_Things to do:_
• A. Answer these questions about the notes on debugging deep learning code, each on its own line:
(i) Which tool do the notes suggest for debugging in PyTorch?
(ii) Besides a numerical issue, what can cause the error to explode when overfitting a single batch?
(iii) According to the notes, where do the most useful known results come from?
• B. Reproduce word for word the passage of the notes on debugging deep learning code starting at "(tfdb), which does" and ending at "the loss function/gradient.".
• C. Write the next part of the notes on debugging deep learning code, continuing after their final sentence.

_Page text:_
Lets zoom in on the process of stepping through model creation in a
debugger and talk about **debuggers for deep learning code**:
* In PyTorch, you can use
[ipdb](https://pypi.org/project/ipdb/) — which exports
functions to access the interactive
[IPython](http://ipython.org/) debugger.
* In TensorFlow, its trickier. TensorFlow separates the process of
creating the graph and executing operations in the graph. There
are three options you can try: (1) step through the graph creation
itself and inspect each tensor layer, (2) step into the training
loop and evaluate the tensor layers, or (3) use [TensorFlow
Debugger](https://mullikine.github.io/posts/tensorflow-debugger-tfdb-and-emacs/)
(tfdb), which does option 1 and 2 automatically.
![](/spring2021/lecture-7-notes-media/image14.png)
#### Overfit A Single Batch
After getting your model to run, the next thing you need to do is to
**overfit a single batch of data**. This is a heuristic that can catch
an absurd number of bugs. This really means that you want to drive your
training error arbitrarily close to 0.
There are a few things that can happen when you try to overfit a single
batch and it fails:
* **Error goes up**: Commonly, this is due to a flip sign somewhere in
the loss function/gradient.
* **Error explodes**: This is usually a numerical issue but can also
be caused by a high learning rate.
* **Error oscillates**: You can lower the learning rate and inspect
the data for shuffled labels or incorrect data augmentation.
* **Error plateaus**: You can increase the learning rate and get rid
of regulation. Then you can inspect the loss function and the data
pipeline for correctness.
![](/spring2021/lecture-7-notes-media/image10.png)
#### Compare To A Known Result
Once your model overfits in a single batch, there can still be some
other issues that cause bugs. The last step here is to **compare your
results to a known result**. So what sort of known results are useful?
* The most useful results come from **an official model implementation
evaluated on a similar dataset to yours**. You can step through
the code in both models line-by-line and ensure your model has the
same output. You want to ensure that your model performance is up
to par with expectations.

_Data block:_

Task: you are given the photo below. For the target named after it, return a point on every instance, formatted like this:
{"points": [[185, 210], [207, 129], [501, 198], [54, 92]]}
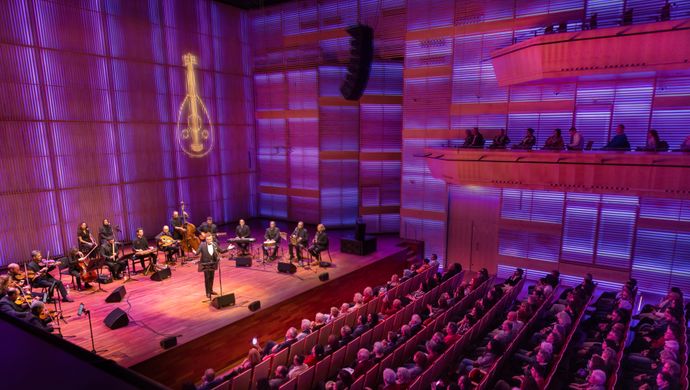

_Written responses:_
• A.
(i) ipdb
(ii) A high learning rate
(iii) An official model implementation evaluated on a similar dataset to yours

• B.
(tfdb), which does option 1 and 2 automatically.
![](/spring2021/lecture-7-notes-media/image14.png)
#### Overfit A Single Batch
After getting your model to run, the next thing you need to do is to
**overfit a single batch of data**. This is a heuristic that can catch
an absurd number of bugs. This really means that you want to drive your
training error arbitrarily close to 0.
There are a few things that can happen when you try to overfit a single
batch and it fails:
* **Error goes up**: Commonly, this is due to a flip sign somewhere in
the loss function/gradient.

• C.
* If you cant find an official implementation on a similar dataset,
you can compare your approach to results from **an official model
implementation evaluated on a benchmark dataset**. You most
definitely want to walk through the code line-by-line and ensure
you have the same output.
* If there is no official implementation of your approach, you can
compare it to results from **an unofficial model implementation**.
You can review the code the same as before but with lower
confidence (because almost all the unofficial implementations on
GitHub have bugs).
* Then, you can compare to results from **a paper with no code** (to
ensure that your performance is up to par with expectations),
results from **your model on a benchmark dataset** (to make sure
your model performs well in a simpler setting), and results from
**a similar model on a similar dataset** (to help you get a
general sense of what kind of performance can be expected).
* An under-rated source of results comes from **simple baselines**
(for example, the average of outputs or linear regression), which
can help make sure that your model is learning anything at all.
The diagram below neatly summarizes how to implement and debug deep
neural networks:
![](/spring2021/lecture-7-notes-media/image8.png)
### 5 - Evaluate
#### Bias-Variance Decomposition
To evaluate models and prioritize the next steps in model development,
we will apply the bias-variance decomposition. The [bias-variance
decomposition](http://scott.fortmann-roe.com/docs/BiasVariance.html)
is the fundamental model fitting tradeoff. In our application, lets
talk more specifically about the formula for bias-variance tradeoff with
respect to the **test error;** this will help us apply the concept more
directly to our models performance. There are four terms in the formula
for test error:
*Test error = irreducible error + bias + variance + validation
overfitting*
1. **Irreducible error** is the baseline error you dont expect your
model to do better. It can be estimated through strong baselines,
like human performance.
2. **Avoidable bias**, a measure of underfitting, is the difference
between our train error and irreducible error.
3. **Variance**, a measure of overfitting, is the difference between
validation error and training error.
4. **Validation set overfitting** is the difference between test error
and validation error.
Consider the chart of learning curves and errors below. Using the test
error formula for bias and variance, we can calculate each component of
test error and make decisions based on the value. For example, our
avoidable bias is rather low (only 2 points), while the variance is much
higher (5 points). With this knowledge, we should prioritize methods of
preventing overfitting, like regularization.
![](/spring2021/lecture-7-notes-media/image12.png)
#### Distribution Shift
Clearly, the application of the bias-variance decomposition to the test
error has already helped prioritize our next steps for model
development. However, until now, weve assumed that the samples
(training, validation, testing) all come from the same distribution.
What if this isnt the case? In practical ML situations, this
**distribution shift** often cars. In building self-driving cars, a
frequent occurrence might be training with samples from one distribution
(e.g., daytime driving video) but testing or inferring on samples from a
totally different distribution (e.g., night time driving).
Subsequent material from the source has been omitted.